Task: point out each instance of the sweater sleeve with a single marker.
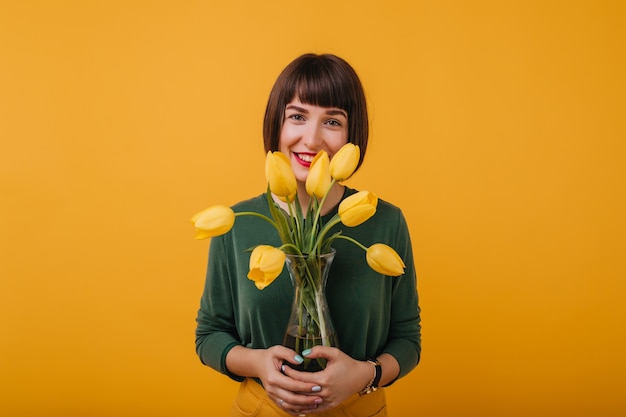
(216, 332)
(404, 342)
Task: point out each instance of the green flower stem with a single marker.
(318, 213)
(320, 238)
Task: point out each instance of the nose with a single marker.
(312, 137)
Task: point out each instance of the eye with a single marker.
(334, 122)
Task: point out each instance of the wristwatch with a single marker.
(373, 384)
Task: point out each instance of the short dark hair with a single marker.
(321, 80)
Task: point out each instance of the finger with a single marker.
(320, 352)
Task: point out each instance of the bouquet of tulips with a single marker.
(306, 242)
(300, 237)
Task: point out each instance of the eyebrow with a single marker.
(330, 112)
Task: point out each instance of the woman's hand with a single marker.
(335, 387)
(293, 396)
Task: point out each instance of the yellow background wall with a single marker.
(498, 126)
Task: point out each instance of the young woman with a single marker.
(317, 103)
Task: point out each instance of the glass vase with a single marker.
(310, 323)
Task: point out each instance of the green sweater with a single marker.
(372, 313)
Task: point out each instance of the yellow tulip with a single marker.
(214, 221)
(279, 175)
(344, 162)
(318, 180)
(357, 208)
(384, 260)
(266, 264)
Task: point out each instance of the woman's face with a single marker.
(308, 129)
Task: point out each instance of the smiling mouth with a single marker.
(304, 159)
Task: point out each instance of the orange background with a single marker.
(498, 127)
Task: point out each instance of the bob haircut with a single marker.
(320, 80)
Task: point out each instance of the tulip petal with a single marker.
(266, 264)
(318, 180)
(213, 221)
(279, 174)
(344, 162)
(384, 260)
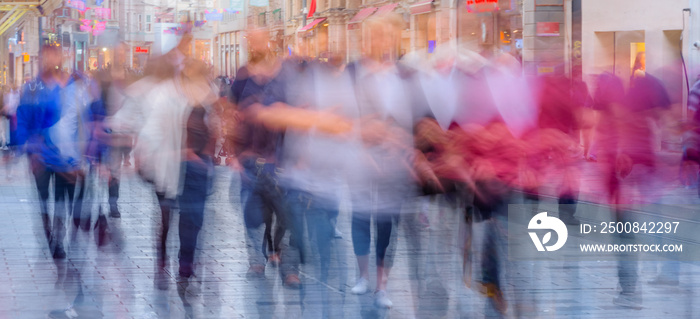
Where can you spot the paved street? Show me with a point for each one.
(425, 282)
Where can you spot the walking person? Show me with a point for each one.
(380, 180)
(154, 112)
(256, 153)
(200, 141)
(49, 125)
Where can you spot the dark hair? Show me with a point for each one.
(47, 49)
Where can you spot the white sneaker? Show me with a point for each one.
(381, 300)
(361, 287)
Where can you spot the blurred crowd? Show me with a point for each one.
(301, 134)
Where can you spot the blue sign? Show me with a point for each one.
(213, 16)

- WHAT YOU WILL DO
For every line above, produce an exact transcription that omits the images.

- ANSWER TO THIS TASK
Task: point out each instance of the sweater sleeve with a single marker.
(216, 332)
(404, 342)
Task: point out each instance of the green flower stem with a single marker.
(318, 213)
(320, 238)
Task: point out each instance of the nose with a single marker.
(312, 137)
Task: point out each instance of the eye with a single marker.
(334, 122)
Task: point out each instance of the wristwatch with a single marker.
(373, 384)
Task: point out each instance of the short dark hair with a single marker.
(321, 80)
Task: point out each instance of the finger with a single marker.
(320, 352)
Task: point out each instance of the bouquet of tulips with a single marker.
(306, 242)
(300, 237)
Task: point out each instance of the eyebrow with a single marker.
(330, 112)
Task: point out each instance of the woman's hand with a single marker.
(335, 387)
(293, 396)
Task: point out each instance of the yellow background wall with a single marker.
(498, 126)
Task: point out each instance of the young woman with a single marker.
(317, 103)
Task: point out each instance of the glass vase with a single marker.
(310, 323)
Task: point out each instance of the green sweater with a single marker.
(372, 313)
Task: point out each instance of the yellow tulip with a single marker.
(214, 221)
(279, 175)
(344, 162)
(318, 180)
(357, 208)
(384, 260)
(266, 264)
Task: point out each instance of the woman's face with a single marker.
(308, 129)
Task: point out each instance of the smiling mouth with a single marker.
(304, 159)
Task: point out each instance of the orange background with a single marker.
(498, 127)
Task: point out each instance of the bob haircut with a single marker.
(320, 80)
Task: point out each instance of the tulip petal with a single marker.
(266, 264)
(318, 180)
(213, 221)
(279, 174)
(344, 162)
(384, 260)
Where can you spot the paved street? Show me with a point for each one.
(425, 282)
Where can you spot the walking person? Show me with a point for each one.
(380, 180)
(154, 112)
(256, 153)
(200, 141)
(49, 125)
Where can you spot the dark hair? Show me with a point for each one.
(47, 49)
Where can you spot the white sneaker? Show me with a point for each one.
(381, 300)
(361, 287)
Where can you spot the blurred crowd? Show me with a point for each one.
(301, 134)
Where can you spot the blue sign? Show me with a point for each one.
(213, 16)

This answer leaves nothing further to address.